• **INSTRUCTIONS TO FOLLOW**
In the page on control charts below, list every basic part that it says a control chart has.

• **DOCUMENT SECTION**
Control charts in SPC
Variables
Control
Charts

Provide verification for the impact of any change made and help ensure that the process remains stable over time. Without the use of controls charts, there’s a greater chance of wasting time and resources chasing false alarms, while being unsure of the impact of any change that’re made to the process and the process’ sustainability.
What is a control chart, really?

At a very rudimentary level, a control chart is a chart which has points, a centerline, and control limits. In SPC, there is a need to monitor the accuracy (centering) and precision (variability) of a process. In order to do so we need to two control charts, one for each purpose. These charts are,
X-bar chart (centering)

Here the points represent the average value of individual measurements in a sample, as it plots these sample averages over time.
The centerline is the running average of the aforementioned sample averages referred to as x bar-bar.
The control limits are horizontal lines known as upper control limit and lower control limit, these will be discussed further later in the article.
R bar / s bar chart (spread)

Here the points represent the range of values in a sample for an R chart or the standard deviation from mean for an s chart.
The centerline is the running average of all range values, for each sample, or all standard deviations, for each sample.
The control limits are horizontal lines known as upper control limit and lower control limit, these will be discussed further later in the article.

• **SUPPLIED DATA**
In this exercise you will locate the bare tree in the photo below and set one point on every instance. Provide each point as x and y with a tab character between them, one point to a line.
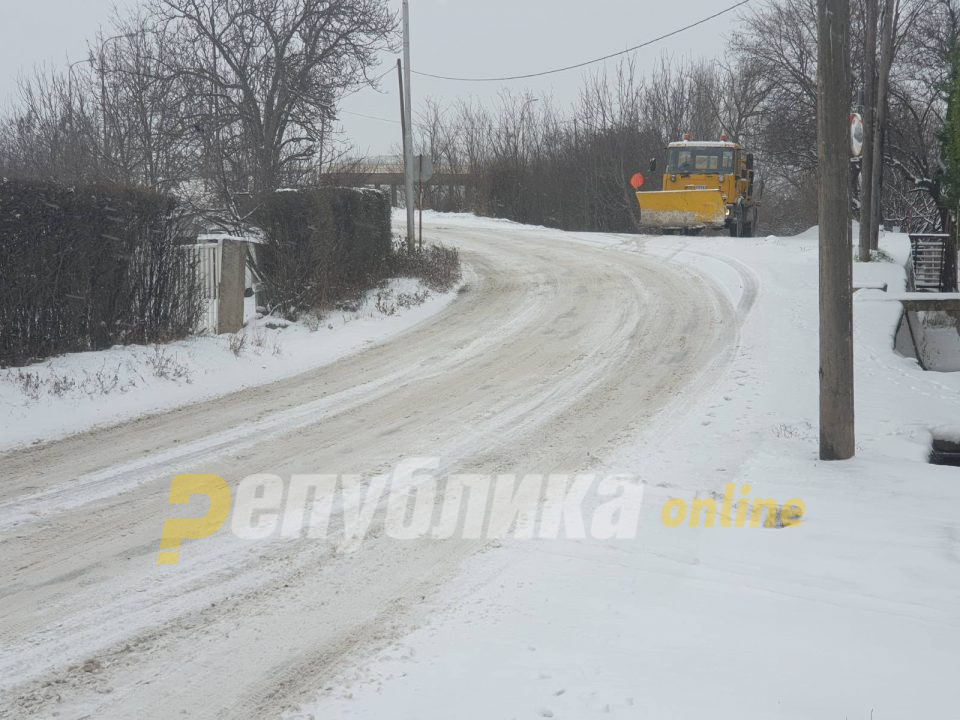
266	76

• **FULL OUTPUT**
Points, a centerline, and control limits.